* **What you are asked to do**: Please write out everything from the start of the data down to the line containing "[(194, 75), (128, 85)]", shifting each coordinate in the answers up by 128 and leaving all other text unchanged. Omit the pictures.

* **Data from a point labeling set**:
■ ■ ■
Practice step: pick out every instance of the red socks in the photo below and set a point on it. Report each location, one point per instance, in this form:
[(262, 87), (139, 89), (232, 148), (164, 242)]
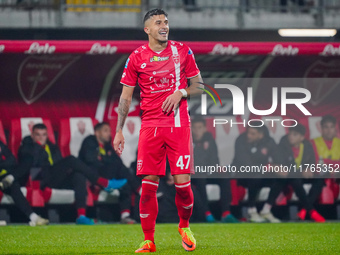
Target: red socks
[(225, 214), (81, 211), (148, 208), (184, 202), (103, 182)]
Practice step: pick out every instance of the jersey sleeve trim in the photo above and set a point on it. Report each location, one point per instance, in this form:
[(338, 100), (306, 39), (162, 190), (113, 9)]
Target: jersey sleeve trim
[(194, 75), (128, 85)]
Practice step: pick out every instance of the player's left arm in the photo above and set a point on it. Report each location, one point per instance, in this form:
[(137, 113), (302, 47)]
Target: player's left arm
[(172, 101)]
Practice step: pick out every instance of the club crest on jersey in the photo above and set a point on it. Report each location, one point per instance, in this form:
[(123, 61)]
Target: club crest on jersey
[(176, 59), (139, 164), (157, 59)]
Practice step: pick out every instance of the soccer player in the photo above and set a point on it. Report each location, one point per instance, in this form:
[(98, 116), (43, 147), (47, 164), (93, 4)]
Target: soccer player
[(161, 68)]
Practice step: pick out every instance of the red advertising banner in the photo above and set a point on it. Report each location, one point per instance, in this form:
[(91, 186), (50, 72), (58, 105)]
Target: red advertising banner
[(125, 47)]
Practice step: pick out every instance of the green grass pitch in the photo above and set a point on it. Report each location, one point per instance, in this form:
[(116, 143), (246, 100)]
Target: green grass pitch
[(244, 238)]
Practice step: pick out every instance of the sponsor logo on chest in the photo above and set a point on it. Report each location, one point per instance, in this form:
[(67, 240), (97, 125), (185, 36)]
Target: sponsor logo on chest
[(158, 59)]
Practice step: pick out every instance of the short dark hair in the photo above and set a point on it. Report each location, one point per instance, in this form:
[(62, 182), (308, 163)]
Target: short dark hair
■ ■ ■
* **Answer to the task**:
Practice step: pick out every instance of the red socks in the photo below and set a point on it. Report each location, one point per instance, in this form:
[(262, 87), (139, 89), (232, 148), (164, 242)]
Target: red socks
[(353, 342), (209, 339), (276, 336), (312, 330), (231, 310)]
Practice step: pick out every instance of the jersey sleeve trim in the photo above and set a point on it. Report each location, one point per instance, in this form:
[(338, 100), (306, 39), (162, 190), (113, 9)]
Target: jersey sleeve trim
[(322, 203), (256, 213)]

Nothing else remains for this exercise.